## Written exercise
Copy all of the data below word for word, leaving out the pictures.
------ Material ------
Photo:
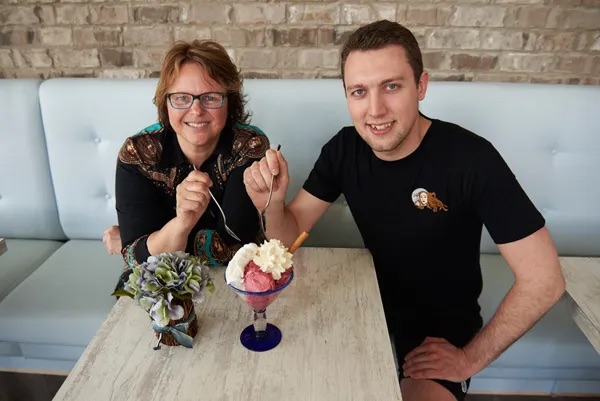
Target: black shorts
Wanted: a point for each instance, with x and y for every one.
(401, 348)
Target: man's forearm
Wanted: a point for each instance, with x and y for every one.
(522, 307)
(281, 224)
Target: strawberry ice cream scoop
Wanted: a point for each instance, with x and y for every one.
(256, 280)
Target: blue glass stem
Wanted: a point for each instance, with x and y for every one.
(260, 322)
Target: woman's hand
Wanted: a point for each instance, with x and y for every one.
(192, 198)
(112, 240)
(257, 179)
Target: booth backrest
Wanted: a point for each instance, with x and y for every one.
(27, 203)
(548, 134)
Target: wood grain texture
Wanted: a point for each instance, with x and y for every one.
(335, 344)
(582, 276)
------
## Worked answer
Photo:
Target: black shorts
Wanted: a point for each instance, with x and y for every one.
(401, 348)
Target: man's forearm
Wanted: a point for each instance, with x and y for every one.
(522, 307)
(281, 224)
Target: strawberry ice cream scoop
Wanted: a point for each instance, with x and y for every one.
(256, 280)
Target: blue glass stem
Wanted: a point for each instance, with x and y for every one.
(260, 322)
Target: woman's hand
Wanted: a point for each instance, with x and y for every one.
(192, 198)
(112, 240)
(257, 179)
Target: booth backrest
Wanted: a point for each instance, with x and y for every one.
(27, 203)
(548, 134)
Target: wood grain texture
Wanted: a point for each instance, with x and y for every one.
(335, 344)
(582, 276)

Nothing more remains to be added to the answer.